**Work instructions**
Reproduce all of the entries character for character, while leaving out any pictures they contain.

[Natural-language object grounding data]
○ ○ ○ ○ ○ ○ ○

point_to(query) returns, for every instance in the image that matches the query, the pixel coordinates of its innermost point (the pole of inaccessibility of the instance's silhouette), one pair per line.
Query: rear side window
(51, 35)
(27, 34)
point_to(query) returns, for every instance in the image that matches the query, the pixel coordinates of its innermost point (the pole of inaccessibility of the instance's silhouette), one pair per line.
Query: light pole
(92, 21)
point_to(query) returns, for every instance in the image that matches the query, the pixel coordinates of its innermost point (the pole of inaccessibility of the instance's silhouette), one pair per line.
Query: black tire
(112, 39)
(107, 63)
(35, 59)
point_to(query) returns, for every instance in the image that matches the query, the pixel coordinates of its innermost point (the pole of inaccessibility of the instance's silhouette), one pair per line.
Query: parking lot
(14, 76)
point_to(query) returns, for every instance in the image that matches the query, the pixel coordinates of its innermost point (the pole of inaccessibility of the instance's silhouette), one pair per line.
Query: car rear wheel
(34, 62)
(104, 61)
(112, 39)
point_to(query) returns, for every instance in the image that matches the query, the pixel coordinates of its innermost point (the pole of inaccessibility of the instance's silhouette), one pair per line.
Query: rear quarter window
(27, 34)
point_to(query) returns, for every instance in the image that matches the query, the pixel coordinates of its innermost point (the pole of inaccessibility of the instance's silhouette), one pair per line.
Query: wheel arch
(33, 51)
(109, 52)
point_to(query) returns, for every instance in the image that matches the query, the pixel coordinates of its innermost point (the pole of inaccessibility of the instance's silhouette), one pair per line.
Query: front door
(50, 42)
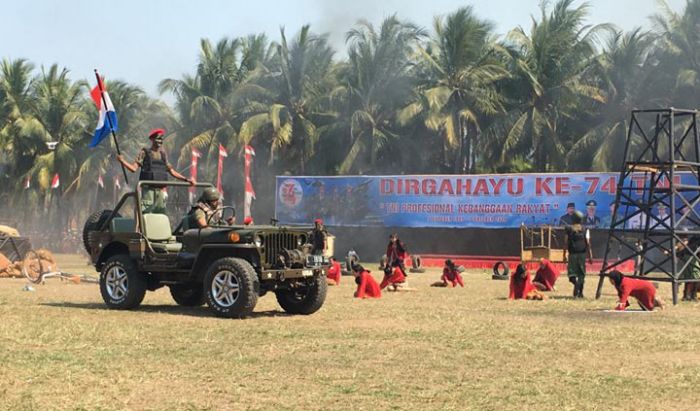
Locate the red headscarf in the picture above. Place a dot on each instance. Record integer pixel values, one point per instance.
(547, 274)
(520, 287)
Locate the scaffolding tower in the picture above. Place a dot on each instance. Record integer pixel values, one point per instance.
(655, 222)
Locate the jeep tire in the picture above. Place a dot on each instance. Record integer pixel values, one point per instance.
(122, 286)
(231, 288)
(305, 299)
(187, 295)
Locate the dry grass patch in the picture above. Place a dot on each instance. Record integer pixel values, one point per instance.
(435, 348)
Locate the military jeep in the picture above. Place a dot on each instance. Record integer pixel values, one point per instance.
(228, 267)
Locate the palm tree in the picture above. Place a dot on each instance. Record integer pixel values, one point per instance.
(463, 67)
(19, 141)
(297, 83)
(679, 50)
(209, 104)
(626, 71)
(554, 67)
(376, 83)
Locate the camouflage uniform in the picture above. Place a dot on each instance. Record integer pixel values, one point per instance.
(154, 166)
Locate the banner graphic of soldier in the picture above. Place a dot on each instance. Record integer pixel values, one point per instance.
(454, 201)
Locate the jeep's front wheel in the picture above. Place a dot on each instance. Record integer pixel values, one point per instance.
(187, 295)
(231, 288)
(305, 297)
(122, 286)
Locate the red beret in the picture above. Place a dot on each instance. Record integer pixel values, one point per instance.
(156, 132)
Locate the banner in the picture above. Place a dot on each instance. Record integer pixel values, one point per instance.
(454, 201)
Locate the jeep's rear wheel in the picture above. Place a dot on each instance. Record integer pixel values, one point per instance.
(231, 286)
(187, 295)
(306, 298)
(122, 286)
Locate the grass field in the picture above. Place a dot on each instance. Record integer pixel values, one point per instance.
(451, 349)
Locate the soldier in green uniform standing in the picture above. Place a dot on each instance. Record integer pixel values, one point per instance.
(154, 166)
(578, 247)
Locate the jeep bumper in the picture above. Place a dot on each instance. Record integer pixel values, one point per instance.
(291, 273)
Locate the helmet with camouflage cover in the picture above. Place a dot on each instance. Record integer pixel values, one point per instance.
(210, 194)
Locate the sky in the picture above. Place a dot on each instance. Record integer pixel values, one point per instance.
(145, 41)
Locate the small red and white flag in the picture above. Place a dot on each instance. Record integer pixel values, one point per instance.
(222, 154)
(222, 151)
(196, 155)
(56, 181)
(249, 191)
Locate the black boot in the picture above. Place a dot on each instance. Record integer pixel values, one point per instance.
(580, 288)
(573, 281)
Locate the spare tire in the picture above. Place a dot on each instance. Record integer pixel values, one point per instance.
(93, 223)
(497, 273)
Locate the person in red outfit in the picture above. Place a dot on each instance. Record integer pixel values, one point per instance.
(366, 286)
(392, 276)
(521, 286)
(546, 276)
(396, 253)
(334, 272)
(642, 290)
(450, 275)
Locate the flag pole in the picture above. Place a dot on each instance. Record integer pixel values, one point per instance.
(111, 126)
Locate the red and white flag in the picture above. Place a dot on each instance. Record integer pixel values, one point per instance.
(196, 155)
(56, 181)
(222, 154)
(249, 191)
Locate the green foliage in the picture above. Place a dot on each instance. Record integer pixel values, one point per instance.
(454, 99)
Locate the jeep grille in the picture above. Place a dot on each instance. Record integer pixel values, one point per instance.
(276, 242)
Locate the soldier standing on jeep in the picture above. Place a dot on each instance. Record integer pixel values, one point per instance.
(318, 237)
(208, 205)
(154, 166)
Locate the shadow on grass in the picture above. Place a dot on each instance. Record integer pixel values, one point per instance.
(164, 309)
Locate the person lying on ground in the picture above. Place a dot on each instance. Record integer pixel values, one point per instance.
(451, 275)
(367, 287)
(521, 286)
(642, 290)
(546, 276)
(334, 272)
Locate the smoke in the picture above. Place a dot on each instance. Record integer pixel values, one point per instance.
(337, 18)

○ ○ ○ ○ ○ ○ ○

**Your response**
point_to(query) returns, for every instance in the image that matches the query, the pixel coordinates of its innermost point (the pole of inaccessibility of the instance's silhouette), one pair per line.
Query: rear side window
(51, 35)
(27, 34)
point_to(query) returns, for every instance in the image that matches the query, the pixel coordinates of its innermost point (the pole of inaccessibility of the instance's silhouette), one pair per line.
Query: light pole
(92, 21)
point_to(query) returns, for every instance in the image that matches the query, the pixel coordinates of its innermost point (the pole of inaccessibility of the instance's silhouette), one pair per line.
Query: black tire
(112, 39)
(107, 63)
(35, 59)
point_to(query) returns, for every instance in the image that matches the query, the pixel coordinates of its innermost point (the pole of inaccessibility of the instance's silhouette), one pair per line.
Query: parking lot
(14, 76)
point_to(query) returns, for every instance in the image that matches the query, the pixel coordinates of its innermost point (the pole of inaccessibility of the instance's silhouette), one pair per line.
Query: car rear wheel
(34, 62)
(104, 61)
(112, 39)
point_to(query) returns, for every instance in the image that matches the query, the pixel coordinates of its innermost point (the pole of inaccessibility of the instance's silhouette), one pair per line.
Query: rear quarter window
(27, 34)
point_to(query) returns, for every instance in the image that matches the query, the pixel coordinates of its innermost point (the pole of inaccessibility of the instance's silhouette), one pair per line.
Query: wheel arch
(33, 51)
(109, 52)
point_to(query) returns, for every instance in the image that matches the query, the pixel coordinates of its innermost point (the pole of inaccessibility of the instance's silhouette), one pair per line.
Query: front door
(50, 42)
Locate the red headscarf in the picture above. Place a dot on each instance. Record integer pixel values, one point per instance.
(547, 274)
(520, 287)
Locate the scaffolding tower in the picture above. Place a dot on each instance. Record integer pixel values, one point per instance.
(655, 222)
Locate the jeep tire in the picture above. Place a dot on each instance. Record integer pixel values, one point per instance.
(122, 286)
(231, 288)
(305, 299)
(187, 295)
Locate the dry grass patch in the picture above. Place a dot on each instance. Record integer pixel values, one point per instance.
(435, 348)
Locate the military jeep in the picture above. Place a dot on each instance. Record integer pixel values, one point per instance.
(228, 267)
Locate the palm tree in the picture above. Place a dot on each instance. Record integer pixel values, one point per instance.
(463, 67)
(19, 141)
(297, 83)
(679, 50)
(209, 104)
(626, 71)
(554, 67)
(376, 83)
Locate the camouflage uniform in the picture above. Place a dot on each instance. Record integer pixel values, one point per instance.
(154, 166)
Locate the banner graphic of soldier in the picture above. Place a dot on each instance. Record integer pixel values, one point per instance.
(454, 201)
Locate the jeep's front wheel in the picture above. Place a dot on each instance. Record integer pixel values, one point per instance.
(187, 295)
(231, 288)
(305, 297)
(122, 286)
Locate the red beret in the picture above. Place a dot on each instance. Record integer pixel values, one point per instance.
(156, 132)
Locate the banner in the picture above. Place a dot on each instance. Record integer pixel values, one point per instance.
(454, 201)
Locate the jeep's rear wheel in the picture above. Place a dot on each instance. Record integer pixel values, one point per instance.
(231, 286)
(187, 295)
(306, 298)
(122, 286)
Locate the grass field in the picture above. Place a dot on each instance. Record integer pixel values, one point per instance.
(451, 349)
Locate the soldier in green uniform standing in the picture above. Place a dot on each instance. Record integer pixel values, one point per instance.
(154, 166)
(578, 247)
Locate the jeep bumper in the picture above. Place a dot on each instance. Record integer pixel values, one point per instance.
(291, 273)
Locate the helmet with camouflage cover in the picture above. Place a dot on each instance. Record integer pixel values, one point per instance.
(210, 194)
Locate the sky in the picture above. Place a dot on each instance. Record integer pixel values, one point per instance.
(145, 41)
Locate the small red and white flag in the picture above. Place a dot on each instance. Record integer pixel values, one point per instance.
(222, 154)
(222, 151)
(196, 155)
(56, 181)
(249, 191)
Locate the black boot in the picture above. Place a dot on each instance. Record integer pixel values, one point per instance.
(580, 288)
(573, 281)
Locate the spare tire in the picture above. Place a dot on each instance. Record integer pixel values, one point per instance.
(93, 223)
(497, 273)
Locate the person in red outfit in the picture above. Place a dot on each instance. Record integer pixel values, one point per instance.
(366, 286)
(392, 276)
(521, 286)
(546, 276)
(396, 253)
(334, 272)
(642, 290)
(450, 275)
Locate the flag pole in the picture above. Place a dot on each instance. Record integer pixel values, one point per instance.
(111, 126)
Locate the red and white flag in the picture above. Place a dot on each instance. Record integer pixel values, one point per instance.
(196, 155)
(56, 181)
(222, 154)
(249, 191)
Locate the green foliage in the picture above. Place a dot on each instance. Record integer pixel values, one point per instance.
(454, 99)
Locate the jeep grille in the picture above. Place a dot on each instance. Record integer pixel values, one point per instance.
(276, 242)
Locate the soldier standing on jeep in the picture above. Place a dot on each instance. Record integer pixel values, one point per instance.
(318, 237)
(208, 205)
(154, 166)
Locate the shadow on grass in the picture above. Place a dot on each instance. Record integer pixel values, one point per instance.
(164, 309)
Locate the person lying on ground in the picture above. Place a dot on each instance. Record integer pixel values, one point per instance.
(451, 275)
(367, 287)
(521, 286)
(642, 290)
(546, 276)
(334, 272)
Locate the smoke in the picture above. Place a dot on each instance. Record integer pixel values, one point per instance.
(337, 18)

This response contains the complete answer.